:: Excerpt to read

If Farage succeeds in destroying the Tories, we are doomed to perpetual Left-wing rule
The Reform leader knows what has gone wrong – but he can never hope to fix it
In the space of just a month Britain has witnessed two symbolic political moments. First, Reform polled higher than Labour. Then, this week, its membership reportedly powered past the most recent Tory tally of 131,000. The country’s long-threatened populist shake-up is happening faster than we could have imagined this time last year.
The Tories are rattled: by quibbling Reform’s card carrier numbers on Thursday, Kemi Badenoch committed her first major unforced error. But you can see why they’re worried; as Conservative central office will well know, members means foot soldiers – the volunteers who campaign, drop leaflets, set up branch offices, and turn voter intentions into crosses at the ballot box. If Reform’s new members are prepared to buckle down to this, they are going to be a formidable force.
Momentum is with them, and it’s not difficult to see why. To paraphrase Lenin, worse is better for insurgents, and our economic backdrop stinks. The Office for Budget Responsibility’s latest Fiscal Risks and Sustainability report has the national debt on track to reach 274 per cent of GDP in 50 years’ time, with public spending hoovering up 60 per cent of national output.
A lot can happen in half a century, but the current path is unsustainable. In some regions, we’re past the point where despair and exhaustion set in. Entire communities have been “left behind”, with residents stuck in dead-end minimum-wage jobs or eking out a soul-destroying existence on welfare; once-pleasant neighbourhoods fall prey to drugs and vandalism. Stagnating living standards and rising squalor beget declining confidence in conventional politicians, whose concerns and squabbles seem far removed from those of ordinary people. The public is less tribal than ever; and Reform is addressing folk in a language they understand.
Nigel Farage has accurately identified the two greatest barriers to our long-term prosperity, both inflicted on Britain by clueless politicians who have lost sight of the national interest. By demanding we scrap the net zero target, Reform is speaking to the millions of Britons perturbed that costs keep surging despite promises to the contrary. Last week it was the “grocery tax”; before that, the revival of the “boiler tax”, EV quotas pushing up the costs of petrol vehicles, green levies on energy bills, extra taxes on flights.

::::

• **Problem 1**:
Repeat the piece on Reform and the Tories from "The Tories are" to "a formidable force.", changing "foot soldiers" to "campaigners".
• **Problem 2**:
Answer these from the piece on Reform and the Tories:
(a) What was the most recent Tory membership figure that Reform reportedly passed?
(b) What share of GDP is the national debt on track to reach in 50 years, according to the Office for Budget Responsibility report?
(c) Which target does Reform demand be scrapped?

:: Dataset extract

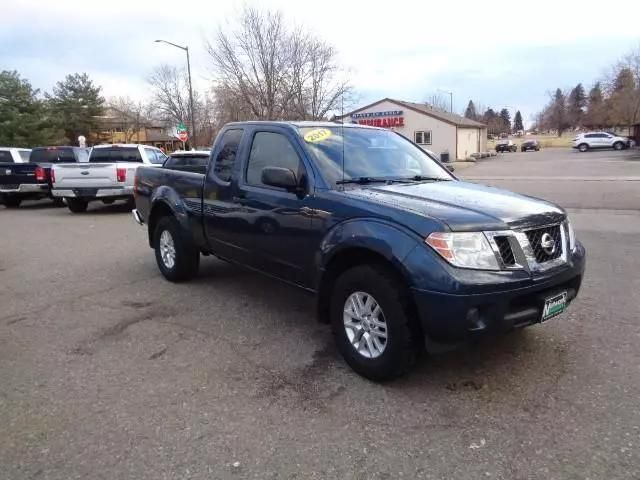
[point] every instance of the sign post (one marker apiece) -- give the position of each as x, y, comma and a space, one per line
182, 134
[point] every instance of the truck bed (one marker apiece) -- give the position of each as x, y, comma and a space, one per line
12, 175
187, 185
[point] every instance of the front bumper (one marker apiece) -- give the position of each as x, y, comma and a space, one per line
93, 192
26, 188
451, 317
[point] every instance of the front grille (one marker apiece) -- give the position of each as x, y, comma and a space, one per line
506, 252
535, 238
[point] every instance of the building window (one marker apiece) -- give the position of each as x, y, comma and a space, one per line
422, 138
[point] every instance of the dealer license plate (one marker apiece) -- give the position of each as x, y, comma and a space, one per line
85, 192
554, 306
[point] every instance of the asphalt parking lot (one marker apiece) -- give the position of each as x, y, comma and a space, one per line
109, 371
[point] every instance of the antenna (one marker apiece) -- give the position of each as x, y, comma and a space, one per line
342, 132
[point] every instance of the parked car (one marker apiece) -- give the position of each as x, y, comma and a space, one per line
394, 247
506, 146
530, 145
108, 176
31, 180
595, 140
188, 161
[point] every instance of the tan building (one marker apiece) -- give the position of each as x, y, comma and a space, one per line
118, 129
441, 132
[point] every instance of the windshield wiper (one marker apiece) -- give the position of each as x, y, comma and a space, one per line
365, 180
422, 178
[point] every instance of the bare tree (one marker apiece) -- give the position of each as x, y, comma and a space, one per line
274, 73
130, 115
438, 102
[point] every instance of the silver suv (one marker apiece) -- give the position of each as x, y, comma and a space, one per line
591, 140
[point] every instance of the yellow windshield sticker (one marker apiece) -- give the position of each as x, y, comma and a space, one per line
317, 135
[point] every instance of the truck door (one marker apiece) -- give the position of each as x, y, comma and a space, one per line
226, 224
280, 220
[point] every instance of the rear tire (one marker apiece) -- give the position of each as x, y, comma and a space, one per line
12, 202
178, 259
77, 205
403, 341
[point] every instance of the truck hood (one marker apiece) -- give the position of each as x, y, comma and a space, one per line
464, 206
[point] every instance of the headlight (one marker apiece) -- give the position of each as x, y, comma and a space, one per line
572, 236
464, 249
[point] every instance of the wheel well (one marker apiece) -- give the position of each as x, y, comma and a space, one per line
342, 262
158, 211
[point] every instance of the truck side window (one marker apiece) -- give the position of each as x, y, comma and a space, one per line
271, 150
227, 155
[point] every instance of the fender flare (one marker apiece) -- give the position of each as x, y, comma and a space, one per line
166, 198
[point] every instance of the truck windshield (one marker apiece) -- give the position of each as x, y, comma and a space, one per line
368, 153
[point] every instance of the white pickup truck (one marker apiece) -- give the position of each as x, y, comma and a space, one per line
108, 176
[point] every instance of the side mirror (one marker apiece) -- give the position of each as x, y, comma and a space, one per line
279, 177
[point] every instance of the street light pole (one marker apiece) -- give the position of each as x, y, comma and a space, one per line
450, 98
193, 123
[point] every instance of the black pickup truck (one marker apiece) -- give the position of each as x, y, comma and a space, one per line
32, 180
395, 248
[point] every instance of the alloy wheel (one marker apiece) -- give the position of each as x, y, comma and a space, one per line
365, 325
167, 249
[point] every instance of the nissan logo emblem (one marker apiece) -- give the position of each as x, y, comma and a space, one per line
548, 244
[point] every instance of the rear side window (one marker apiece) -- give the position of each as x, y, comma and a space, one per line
116, 154
188, 161
52, 155
226, 157
82, 154
155, 156
271, 150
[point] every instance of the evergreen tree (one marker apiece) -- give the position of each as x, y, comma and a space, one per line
75, 103
517, 122
470, 112
558, 112
595, 114
624, 101
577, 102
23, 116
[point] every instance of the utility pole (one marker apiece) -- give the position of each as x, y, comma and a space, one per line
193, 122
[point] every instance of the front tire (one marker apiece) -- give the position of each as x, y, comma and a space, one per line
178, 259
12, 202
77, 205
372, 325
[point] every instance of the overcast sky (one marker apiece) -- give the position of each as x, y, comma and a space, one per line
497, 53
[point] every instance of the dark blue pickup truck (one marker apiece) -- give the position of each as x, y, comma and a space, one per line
395, 248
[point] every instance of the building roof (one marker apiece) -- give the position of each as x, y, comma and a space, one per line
425, 109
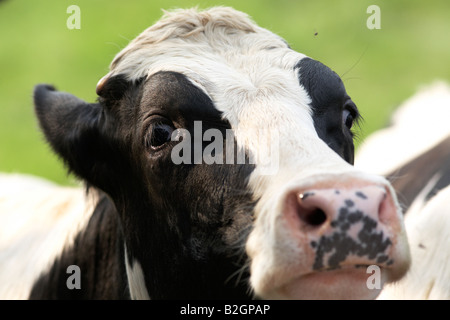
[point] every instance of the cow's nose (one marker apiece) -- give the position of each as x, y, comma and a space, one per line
344, 226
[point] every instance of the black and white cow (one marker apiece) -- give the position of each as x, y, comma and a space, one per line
306, 226
416, 159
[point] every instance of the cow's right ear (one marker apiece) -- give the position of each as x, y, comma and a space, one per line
75, 130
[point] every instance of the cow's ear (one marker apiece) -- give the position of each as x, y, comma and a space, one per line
75, 130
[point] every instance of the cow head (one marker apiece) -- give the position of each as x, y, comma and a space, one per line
198, 222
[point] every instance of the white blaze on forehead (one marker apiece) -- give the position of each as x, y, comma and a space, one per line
247, 71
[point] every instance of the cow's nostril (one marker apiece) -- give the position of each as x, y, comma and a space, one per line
313, 217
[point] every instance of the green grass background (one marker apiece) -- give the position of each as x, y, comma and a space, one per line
380, 68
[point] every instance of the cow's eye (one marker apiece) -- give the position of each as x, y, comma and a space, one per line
347, 118
159, 134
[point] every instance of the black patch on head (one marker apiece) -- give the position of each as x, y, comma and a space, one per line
329, 100
186, 224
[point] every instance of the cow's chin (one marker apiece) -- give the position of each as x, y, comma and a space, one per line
348, 284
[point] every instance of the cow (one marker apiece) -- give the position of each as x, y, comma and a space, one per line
417, 162
188, 202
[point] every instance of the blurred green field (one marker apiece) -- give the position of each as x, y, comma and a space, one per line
380, 68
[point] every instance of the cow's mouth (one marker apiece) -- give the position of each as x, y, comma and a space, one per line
347, 282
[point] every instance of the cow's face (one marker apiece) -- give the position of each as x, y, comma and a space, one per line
177, 100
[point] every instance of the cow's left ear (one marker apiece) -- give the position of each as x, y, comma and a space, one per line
75, 130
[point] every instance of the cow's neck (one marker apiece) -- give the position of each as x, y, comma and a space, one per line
98, 251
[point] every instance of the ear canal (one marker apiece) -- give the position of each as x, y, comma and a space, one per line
73, 128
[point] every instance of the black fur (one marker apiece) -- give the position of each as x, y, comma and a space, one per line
185, 224
329, 99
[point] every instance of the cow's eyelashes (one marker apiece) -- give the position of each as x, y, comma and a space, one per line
347, 118
158, 134
350, 115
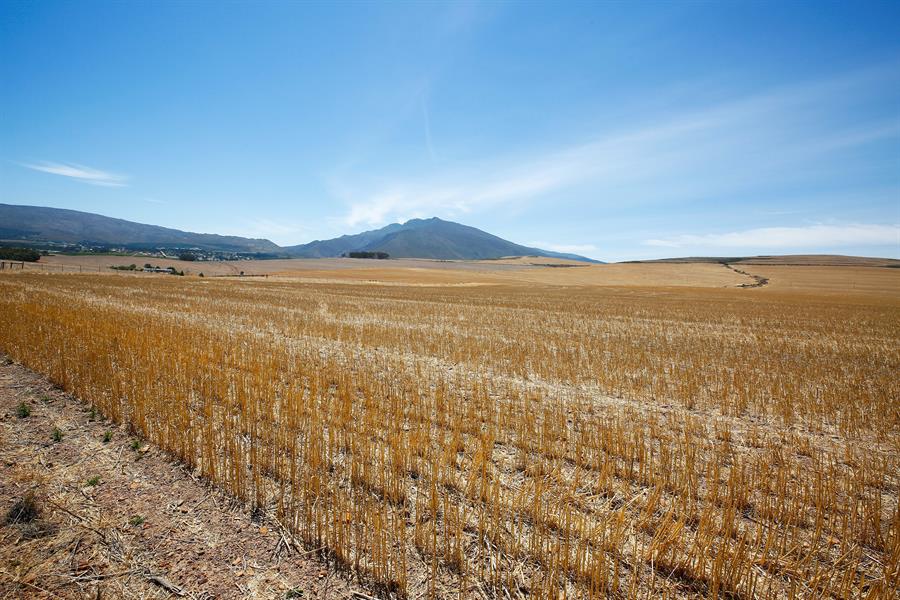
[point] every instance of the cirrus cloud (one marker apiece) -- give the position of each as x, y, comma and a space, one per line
80, 173
809, 236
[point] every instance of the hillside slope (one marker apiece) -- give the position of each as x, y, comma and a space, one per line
425, 238
38, 223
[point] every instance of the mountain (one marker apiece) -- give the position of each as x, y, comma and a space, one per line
41, 224
424, 238
417, 238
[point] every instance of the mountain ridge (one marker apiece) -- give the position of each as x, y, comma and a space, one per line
432, 238
425, 238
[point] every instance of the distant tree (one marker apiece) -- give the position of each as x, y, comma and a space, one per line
23, 254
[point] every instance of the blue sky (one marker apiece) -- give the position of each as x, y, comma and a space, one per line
619, 131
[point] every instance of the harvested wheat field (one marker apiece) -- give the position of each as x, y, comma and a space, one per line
547, 433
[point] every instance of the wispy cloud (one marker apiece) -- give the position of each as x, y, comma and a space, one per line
730, 147
80, 173
775, 238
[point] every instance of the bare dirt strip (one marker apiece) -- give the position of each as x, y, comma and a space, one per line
88, 511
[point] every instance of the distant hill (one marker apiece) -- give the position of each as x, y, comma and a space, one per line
41, 224
425, 238
417, 238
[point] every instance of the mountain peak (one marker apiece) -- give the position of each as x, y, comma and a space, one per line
431, 237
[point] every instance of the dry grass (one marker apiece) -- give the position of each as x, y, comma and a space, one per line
513, 440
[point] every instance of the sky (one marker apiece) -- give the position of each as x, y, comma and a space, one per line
619, 131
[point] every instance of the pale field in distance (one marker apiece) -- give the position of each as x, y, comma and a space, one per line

::::

• **Full response 1**:
The Tories are rattled: by quibbling Reform’s card carrier numbers on Thursday, Kemi Badenoch committed her first major unforced error. But you can see why they’re worried; as Conservative central office will well know, members means campaigners – the volunteers who campaign, drop leaflets, set up branch offices, and turn voter intentions into crosses at the ballot box. If Reform’s new members are prepared to buckle down to this, they are going to be a formidable force.

• **Full response 2**:
(a) 131,000
(b) 274 per cent
(c) The net zero target